● **EXTRACT PROVIDED**
↓↓↓

Although one can say accurately that bubblegum never really went away, its golden era had clearly passed by the early '70s.

"I think bubblegum had no place to go around '72, "Pitzonka says. "I mean, you could only work so much mileage out of a band that didn't exist. Unless you're like The Alan Parsons Project, which is a completely different animal. You can't make a career out of singles; hard as you try, you just can't. Even back then, you could have ten hit singles, but then it just dries up—there's nowhere to go.

"I think the genre pretty much dictated its own course. Kasenetz and Katz stopped hitting the charts as of the '70s. Then Bell (the label that inherited The Monkees' label, Colgems) took over—Bell was big. And that was the stuff like Tony Macauley, who also did “Love Grows (Where My Rosemary Goes).” That's when you also had Dawn and you had The Partridge Family. Davy Jones recorded for Bell.

"I've got the Bell singles listing. And it's funny, because until The Partridge Family, Bell had never had a gold album. All of a sudden, once they had a gold album, they had money. And you notice their singles release schedule goes from 20 singles a year to 40 singles a year to 70 singles a year to 90 singles a year to then, their last year of operation they had something like 125 singles. Now, in the process of doing 125 singles, and a lot of these were studio things--they'd hire producers to concoct bands for them. They didn't have any albums. They put out ten albums a year to 100 singles. That's kind of an example of how bubblegum was progressing and couldn't really pay for itself."

Kasenetz and Katz, for their part, attempted to move on past bubblegum.

↑↑↑

● **EXTRACTED DATA**

↓↓↓

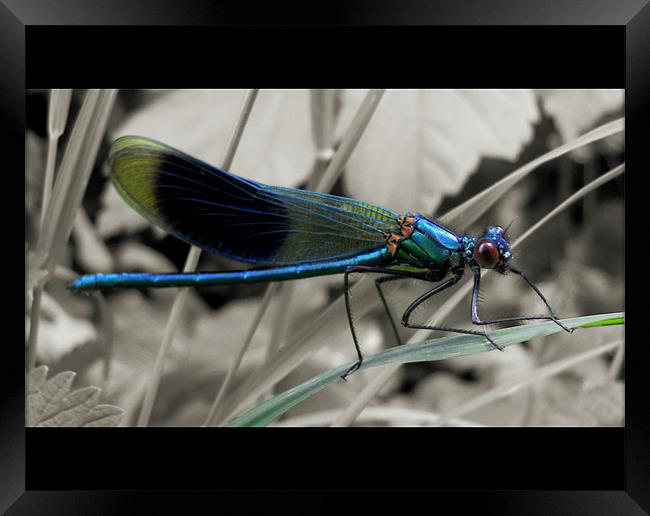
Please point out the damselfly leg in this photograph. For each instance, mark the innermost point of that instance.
(477, 320)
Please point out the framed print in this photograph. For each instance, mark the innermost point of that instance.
(352, 250)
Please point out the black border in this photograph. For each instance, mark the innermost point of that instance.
(500, 448)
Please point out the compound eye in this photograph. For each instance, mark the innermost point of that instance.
(486, 254)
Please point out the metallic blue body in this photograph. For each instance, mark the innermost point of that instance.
(305, 270)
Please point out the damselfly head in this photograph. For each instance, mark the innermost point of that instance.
(492, 250)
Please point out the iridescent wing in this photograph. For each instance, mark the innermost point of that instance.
(235, 217)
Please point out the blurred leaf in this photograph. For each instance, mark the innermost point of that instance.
(563, 402)
(91, 252)
(577, 111)
(423, 145)
(59, 332)
(136, 256)
(116, 217)
(437, 349)
(35, 154)
(50, 402)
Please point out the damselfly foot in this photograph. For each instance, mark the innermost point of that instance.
(491, 341)
(351, 370)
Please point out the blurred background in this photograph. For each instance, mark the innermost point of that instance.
(424, 150)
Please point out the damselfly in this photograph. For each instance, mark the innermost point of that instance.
(294, 234)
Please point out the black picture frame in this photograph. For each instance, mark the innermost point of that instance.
(50, 470)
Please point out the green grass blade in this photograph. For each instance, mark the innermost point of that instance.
(429, 350)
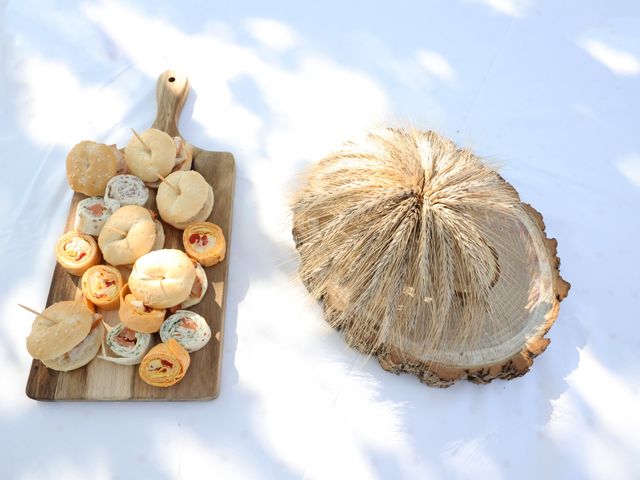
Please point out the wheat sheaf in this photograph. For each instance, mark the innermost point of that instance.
(425, 257)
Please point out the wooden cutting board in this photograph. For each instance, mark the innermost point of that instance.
(101, 380)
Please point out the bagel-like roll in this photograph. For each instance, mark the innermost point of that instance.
(194, 201)
(188, 328)
(101, 285)
(162, 279)
(165, 364)
(125, 190)
(91, 215)
(204, 242)
(128, 345)
(137, 316)
(68, 338)
(159, 245)
(138, 224)
(184, 158)
(158, 159)
(76, 252)
(90, 166)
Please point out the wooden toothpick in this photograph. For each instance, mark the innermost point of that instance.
(35, 312)
(141, 141)
(162, 179)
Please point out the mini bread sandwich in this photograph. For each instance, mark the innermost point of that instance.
(156, 154)
(162, 279)
(183, 159)
(125, 190)
(137, 316)
(165, 364)
(90, 166)
(91, 215)
(129, 233)
(76, 252)
(128, 346)
(204, 242)
(188, 328)
(192, 203)
(68, 338)
(101, 285)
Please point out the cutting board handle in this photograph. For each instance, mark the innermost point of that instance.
(171, 93)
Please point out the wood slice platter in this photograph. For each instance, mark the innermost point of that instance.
(101, 380)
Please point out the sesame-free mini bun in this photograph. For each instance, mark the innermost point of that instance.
(90, 166)
(120, 249)
(162, 279)
(66, 325)
(156, 156)
(192, 203)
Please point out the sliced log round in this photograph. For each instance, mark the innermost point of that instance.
(426, 258)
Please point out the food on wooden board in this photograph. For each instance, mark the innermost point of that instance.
(91, 215)
(155, 154)
(68, 338)
(165, 364)
(183, 159)
(90, 166)
(160, 237)
(101, 285)
(125, 190)
(193, 201)
(127, 235)
(76, 252)
(137, 316)
(204, 242)
(187, 328)
(162, 279)
(128, 346)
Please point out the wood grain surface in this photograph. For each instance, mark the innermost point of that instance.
(101, 380)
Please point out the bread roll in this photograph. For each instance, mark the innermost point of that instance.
(183, 159)
(194, 201)
(140, 230)
(79, 355)
(158, 159)
(66, 326)
(90, 166)
(163, 278)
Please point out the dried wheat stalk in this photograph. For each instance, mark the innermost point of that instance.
(426, 258)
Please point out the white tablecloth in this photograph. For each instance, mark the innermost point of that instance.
(548, 91)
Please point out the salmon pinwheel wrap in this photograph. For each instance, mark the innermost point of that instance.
(125, 190)
(204, 242)
(76, 252)
(136, 315)
(188, 328)
(165, 364)
(128, 346)
(101, 285)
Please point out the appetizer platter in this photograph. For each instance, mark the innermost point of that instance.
(136, 305)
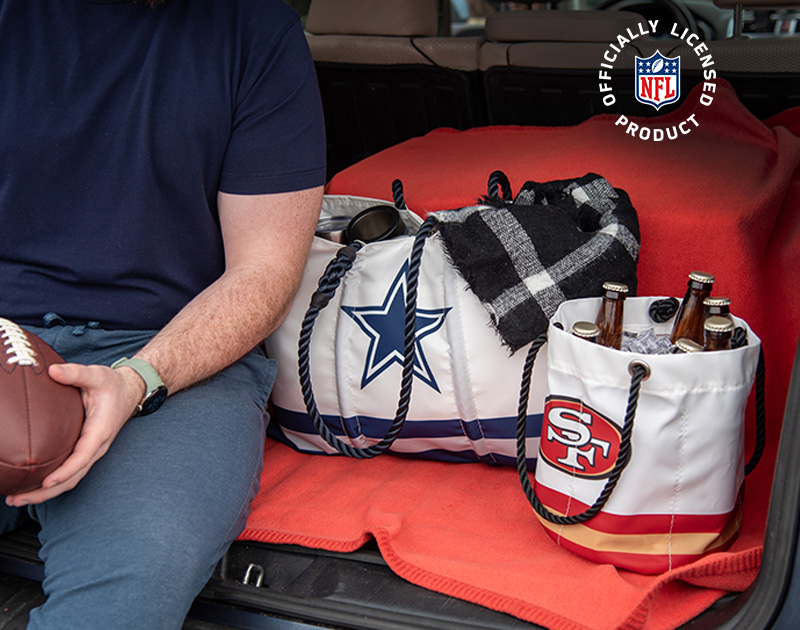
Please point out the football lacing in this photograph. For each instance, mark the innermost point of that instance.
(19, 349)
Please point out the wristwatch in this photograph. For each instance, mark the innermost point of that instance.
(155, 392)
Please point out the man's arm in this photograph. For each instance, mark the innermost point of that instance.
(266, 238)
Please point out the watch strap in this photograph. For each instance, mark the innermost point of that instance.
(151, 378)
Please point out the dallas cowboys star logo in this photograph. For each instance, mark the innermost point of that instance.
(384, 326)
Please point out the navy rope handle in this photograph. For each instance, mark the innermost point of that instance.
(398, 196)
(498, 183)
(638, 373)
(761, 420)
(328, 284)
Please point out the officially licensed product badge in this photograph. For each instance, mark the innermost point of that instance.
(658, 80)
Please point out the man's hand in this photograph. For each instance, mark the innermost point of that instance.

↑↑↑

● **WHAT THIS EXERCISE ASKS**
**A.** Decide whether each statement agrees with the passage on bubblegum music, and answer yes or no, quoting the words that settle it: (i) Bell had no gold album before The Partridge Family. (ii) Kasenetz and Katz kept reaching the charts through the '70s. (iii) Bell released more albums than singles in a year.
**B.** In the passage on bubblegum music, about how many singles did Bell release in its last year of operation?
The listing has nothing to do with the passage on bubblegum music.

● **SOLUTIONS TO THE PROBLEMS**
**A.**
(i) Yes: "until The Partridge Family, Bell had never had a gold album."
(ii) No: "Kasenetz and Katz stopped hitting the charts as of the '70s."
(iii) No: "They put out ten albums a year to 100 singles."

**B.** Something like 125 singles.